*** ENTRIES PROVIDED ***

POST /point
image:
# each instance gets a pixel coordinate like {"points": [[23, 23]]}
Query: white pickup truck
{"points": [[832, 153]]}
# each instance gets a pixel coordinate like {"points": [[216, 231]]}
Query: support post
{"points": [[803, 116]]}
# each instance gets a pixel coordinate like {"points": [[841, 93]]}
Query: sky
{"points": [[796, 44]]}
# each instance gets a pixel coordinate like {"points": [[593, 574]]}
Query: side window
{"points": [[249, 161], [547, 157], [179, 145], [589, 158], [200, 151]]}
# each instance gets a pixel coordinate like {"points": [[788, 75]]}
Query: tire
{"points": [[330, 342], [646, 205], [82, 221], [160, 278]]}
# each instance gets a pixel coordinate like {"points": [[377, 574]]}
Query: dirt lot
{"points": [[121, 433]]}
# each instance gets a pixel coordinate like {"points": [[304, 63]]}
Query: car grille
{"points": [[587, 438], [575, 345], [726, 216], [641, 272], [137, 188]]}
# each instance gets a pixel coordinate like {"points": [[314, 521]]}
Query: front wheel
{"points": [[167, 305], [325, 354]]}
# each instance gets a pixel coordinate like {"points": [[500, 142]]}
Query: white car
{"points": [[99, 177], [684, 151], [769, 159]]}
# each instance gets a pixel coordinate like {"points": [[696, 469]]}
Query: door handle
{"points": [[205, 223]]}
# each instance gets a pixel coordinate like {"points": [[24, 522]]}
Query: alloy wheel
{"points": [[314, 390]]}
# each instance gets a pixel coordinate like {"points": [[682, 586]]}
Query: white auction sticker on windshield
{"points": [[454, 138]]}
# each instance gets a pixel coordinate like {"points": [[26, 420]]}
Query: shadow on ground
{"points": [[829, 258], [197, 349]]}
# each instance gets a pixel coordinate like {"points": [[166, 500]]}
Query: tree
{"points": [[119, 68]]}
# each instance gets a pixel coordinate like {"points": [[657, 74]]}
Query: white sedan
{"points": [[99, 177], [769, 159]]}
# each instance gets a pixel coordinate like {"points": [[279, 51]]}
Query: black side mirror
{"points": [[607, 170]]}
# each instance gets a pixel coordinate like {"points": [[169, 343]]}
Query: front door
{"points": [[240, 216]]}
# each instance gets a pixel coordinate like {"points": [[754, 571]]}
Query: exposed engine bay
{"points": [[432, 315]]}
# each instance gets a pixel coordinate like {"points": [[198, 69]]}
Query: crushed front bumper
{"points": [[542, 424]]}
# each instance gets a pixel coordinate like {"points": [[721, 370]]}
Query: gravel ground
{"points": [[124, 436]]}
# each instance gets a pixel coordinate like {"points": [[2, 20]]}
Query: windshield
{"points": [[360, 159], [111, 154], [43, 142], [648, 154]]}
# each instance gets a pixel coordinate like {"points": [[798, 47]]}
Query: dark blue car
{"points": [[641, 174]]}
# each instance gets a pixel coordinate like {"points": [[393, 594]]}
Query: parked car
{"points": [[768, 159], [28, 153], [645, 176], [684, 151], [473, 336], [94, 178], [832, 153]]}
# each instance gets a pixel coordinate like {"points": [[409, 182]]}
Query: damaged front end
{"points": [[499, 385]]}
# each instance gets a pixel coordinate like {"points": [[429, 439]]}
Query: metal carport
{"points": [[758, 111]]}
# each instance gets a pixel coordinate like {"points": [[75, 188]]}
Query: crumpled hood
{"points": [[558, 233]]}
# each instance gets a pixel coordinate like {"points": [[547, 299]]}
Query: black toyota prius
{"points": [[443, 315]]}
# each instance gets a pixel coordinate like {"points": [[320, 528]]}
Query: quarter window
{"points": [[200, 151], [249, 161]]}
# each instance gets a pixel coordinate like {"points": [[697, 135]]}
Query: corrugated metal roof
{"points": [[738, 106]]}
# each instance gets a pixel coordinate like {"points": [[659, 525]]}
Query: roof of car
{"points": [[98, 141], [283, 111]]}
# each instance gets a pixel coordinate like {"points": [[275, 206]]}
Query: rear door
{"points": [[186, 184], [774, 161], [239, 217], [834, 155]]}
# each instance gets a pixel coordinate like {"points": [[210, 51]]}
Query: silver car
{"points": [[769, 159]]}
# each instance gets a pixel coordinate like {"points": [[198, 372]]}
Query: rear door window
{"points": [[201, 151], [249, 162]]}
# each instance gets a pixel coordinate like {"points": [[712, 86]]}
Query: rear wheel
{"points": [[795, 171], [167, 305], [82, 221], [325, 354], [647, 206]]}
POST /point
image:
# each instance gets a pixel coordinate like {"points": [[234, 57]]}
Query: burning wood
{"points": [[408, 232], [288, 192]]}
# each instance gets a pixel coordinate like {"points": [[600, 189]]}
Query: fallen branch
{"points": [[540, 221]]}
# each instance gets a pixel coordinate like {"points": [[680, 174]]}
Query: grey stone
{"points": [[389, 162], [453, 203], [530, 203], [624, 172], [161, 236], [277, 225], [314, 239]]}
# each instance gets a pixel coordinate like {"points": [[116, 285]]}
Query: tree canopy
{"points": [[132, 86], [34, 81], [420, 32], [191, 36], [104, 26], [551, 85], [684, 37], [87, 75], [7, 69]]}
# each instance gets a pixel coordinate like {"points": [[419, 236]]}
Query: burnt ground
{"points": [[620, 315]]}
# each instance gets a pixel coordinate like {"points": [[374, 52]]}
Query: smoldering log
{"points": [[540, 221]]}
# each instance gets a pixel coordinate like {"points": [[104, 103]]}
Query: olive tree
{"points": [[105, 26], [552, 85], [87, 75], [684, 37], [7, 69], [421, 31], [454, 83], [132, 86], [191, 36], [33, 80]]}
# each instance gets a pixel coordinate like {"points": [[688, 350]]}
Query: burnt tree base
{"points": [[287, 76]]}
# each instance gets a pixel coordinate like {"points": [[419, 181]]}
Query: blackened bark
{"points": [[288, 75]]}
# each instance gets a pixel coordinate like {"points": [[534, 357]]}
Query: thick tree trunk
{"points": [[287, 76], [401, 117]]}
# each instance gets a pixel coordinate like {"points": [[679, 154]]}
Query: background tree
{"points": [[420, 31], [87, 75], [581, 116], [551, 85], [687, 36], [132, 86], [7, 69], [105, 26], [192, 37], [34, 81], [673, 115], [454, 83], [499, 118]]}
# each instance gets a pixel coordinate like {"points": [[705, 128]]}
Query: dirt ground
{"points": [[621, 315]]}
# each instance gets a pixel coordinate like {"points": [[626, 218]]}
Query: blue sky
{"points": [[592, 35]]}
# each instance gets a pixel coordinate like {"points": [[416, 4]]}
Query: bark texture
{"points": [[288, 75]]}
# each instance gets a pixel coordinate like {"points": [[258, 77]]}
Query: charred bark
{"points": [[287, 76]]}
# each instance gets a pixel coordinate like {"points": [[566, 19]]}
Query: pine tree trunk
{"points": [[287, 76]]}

*** End of ENTRIES PROVIDED ***

**YOUR ASSIGNMENT**
Give the whole listing again, character for character.

**ANSWER SPACE**
POST /point
image:
# each instance gets a pixel coordinate like {"points": [[23, 23]]}
Query: white pickup truck
{"points": [[832, 153]]}
# each instance gets a pixel coordinate like {"points": [[216, 231]]}
Query: support post
{"points": [[803, 116]]}
# each instance gets a pixel coordinate like {"points": [[841, 93]]}
Query: sky
{"points": [[796, 44]]}
# each instance gets a pixel coordinate like {"points": [[593, 574]]}
Query: side window
{"points": [[249, 161], [547, 157], [179, 145], [589, 158], [200, 151]]}
# each instance gets a pixel coordinate like {"points": [[788, 75]]}
Query: tire
{"points": [[330, 342], [646, 205], [82, 221], [160, 278]]}
# each instance gets a pixel coordinate like {"points": [[377, 574]]}
Query: dirt lot
{"points": [[121, 433]]}
# each instance gets a pixel coordinate like {"points": [[304, 63]]}
Query: car grille
{"points": [[587, 438], [575, 345], [726, 216], [641, 272], [137, 188]]}
# each instance gets a pixel coordinate like {"points": [[314, 521]]}
Query: front wheel
{"points": [[167, 305], [325, 354]]}
# each instance gets a pixel coordinate like {"points": [[500, 142]]}
Query: white car
{"points": [[99, 177], [684, 151], [769, 159]]}
# each instance gets a pixel coordinate like {"points": [[696, 469]]}
Query: door handle
{"points": [[205, 223]]}
# each instance gets a pixel coordinate like {"points": [[24, 522]]}
Query: alloy wheel
{"points": [[314, 390]]}
# each instance gets a pixel coordinate like {"points": [[682, 586]]}
Query: white auction sticker on windshield
{"points": [[454, 138]]}
# each instance gets a pixel coordinate like {"points": [[26, 420]]}
Query: shadow on ground
{"points": [[829, 258], [197, 349]]}
# each instance gets a pixel coordinate like {"points": [[166, 500]]}
Query: tree
{"points": [[119, 68]]}
# each instance gets a pixel coordinate like {"points": [[657, 74]]}
Query: white sedan
{"points": [[99, 177], [769, 159]]}
# each instance gets a pixel coordinate like {"points": [[279, 51]]}
Query: black side mirror
{"points": [[607, 170]]}
# each instance gets a pixel coordinate like {"points": [[169, 343]]}
Query: front door
{"points": [[240, 216]]}
# each instance gets a pixel coordinate like {"points": [[754, 571]]}
Query: exposed engine bay
{"points": [[432, 315]]}
# each instance gets a pixel coordinate like {"points": [[198, 69]]}
Query: crushed front bumper
{"points": [[542, 424]]}
# each instance gets a pixel coordinate like {"points": [[721, 370]]}
Query: gravel ground
{"points": [[124, 436]]}
# each instance gets a pixel coordinate like {"points": [[2, 20]]}
Query: windshield
{"points": [[360, 159], [111, 154], [43, 142], [648, 154]]}
# each instance gets a pixel coordinate like {"points": [[798, 47]]}
Query: dark blue car
{"points": [[641, 174]]}
# each instance gets a pixel coordinate like {"points": [[393, 594]]}
Query: parked car
{"points": [[768, 159], [28, 153], [645, 176], [684, 151], [473, 336], [94, 178], [832, 153]]}
# each instance gets a pixel coordinate like {"points": [[409, 182]]}
Query: damaged front end
{"points": [[499, 385]]}
# each instance gets a pixel coordinate like {"points": [[429, 439]]}
Query: metal carport
{"points": [[758, 111]]}
# each instance gets a pixel coordinate like {"points": [[75, 188]]}
Query: crumpled hood
{"points": [[558, 233]]}
# each instance gets a pixel coordinate like {"points": [[547, 299]]}
Query: black toyota prius
{"points": [[443, 315]]}
# each instance gets a pixel coordinate like {"points": [[320, 528]]}
Query: quarter window
{"points": [[200, 151], [249, 161]]}
# each instance gets a pixel coordinate like {"points": [[697, 135]]}
Query: corrugated metal roof
{"points": [[738, 106]]}
# each instance gets a pixel coordinate like {"points": [[659, 525]]}
Query: roof of car
{"points": [[98, 141], [283, 111]]}
# each instance gets a pixel coordinate like {"points": [[275, 206]]}
Query: rear door
{"points": [[186, 184], [774, 161], [239, 217], [834, 155]]}
# each instance gets a pixel coordinate like {"points": [[210, 51]]}
Query: silver car
{"points": [[769, 159]]}
# each instance gets a pixel coordinate like {"points": [[198, 372]]}
Query: rear door window
{"points": [[201, 151], [249, 162]]}
# each instance gets a pixel coordinate like {"points": [[712, 86]]}
Query: rear wheel
{"points": [[795, 171], [167, 305], [82, 221], [325, 354], [647, 206]]}
POST /point
image:
# each instance gets a pixel coordinate like {"points": [[234, 57]]}
Query: burning wood
{"points": [[408, 232], [288, 192]]}
# each instance gets a pixel coordinate like {"points": [[600, 189]]}
Query: fallen branch
{"points": [[540, 221]]}
# each instance gets a pixel coordinate like {"points": [[680, 174]]}
Query: grey stone
{"points": [[389, 162], [453, 203], [530, 203], [624, 172], [161, 236], [277, 225], [314, 239]]}
# each instance gets a pixel coordinate like {"points": [[116, 285]]}
Query: tree canopy
{"points": [[132, 86], [34, 81], [420, 32], [191, 36], [104, 26], [551, 85], [684, 37], [87, 75], [7, 69]]}
# each instance gets a pixel coordinate like {"points": [[419, 236]]}
Query: burnt ground
{"points": [[620, 315]]}
# each instance gets a pixel coordinate like {"points": [[374, 52]]}
Query: smoldering log
{"points": [[540, 221]]}
# each instance gets a pixel coordinate like {"points": [[104, 103]]}
Query: olive tree
{"points": [[105, 26], [552, 85], [87, 75], [684, 37], [7, 69], [421, 31], [454, 83], [132, 86], [191, 36], [33, 80]]}
# each instance gets a pixel coordinate like {"points": [[688, 350]]}
Query: burnt tree base
{"points": [[287, 76]]}
# each instance gets a pixel coordinate like {"points": [[419, 181]]}
Query: blackened bark
{"points": [[288, 75]]}
# each instance gets a pixel coordinate like {"points": [[534, 357]]}
Query: thick tree trunk
{"points": [[287, 76], [401, 117]]}
# each instance gets a pixel coordinate like {"points": [[679, 154]]}
Query: background tree
{"points": [[420, 31], [87, 75], [581, 116], [551, 85], [687, 36], [132, 86], [7, 69], [105, 26], [192, 37], [34, 81], [673, 115], [454, 83], [499, 118]]}
# each instance gets a pixel coordinate like {"points": [[705, 128]]}
Query: dirt ground
{"points": [[621, 315]]}
# each instance gets a pixel coordinate like {"points": [[626, 218]]}
Query: blue sky
{"points": [[592, 35]]}
# each instance gets a pixel coordinate like {"points": [[416, 4]]}
Query: bark texture
{"points": [[288, 75]]}
# each instance gets a pixel coordinate like {"points": [[258, 77]]}
Query: charred bark
{"points": [[287, 76]]}
# each instance gets a pixel coordinate like {"points": [[566, 19]]}
Query: pine tree trunk
{"points": [[287, 76]]}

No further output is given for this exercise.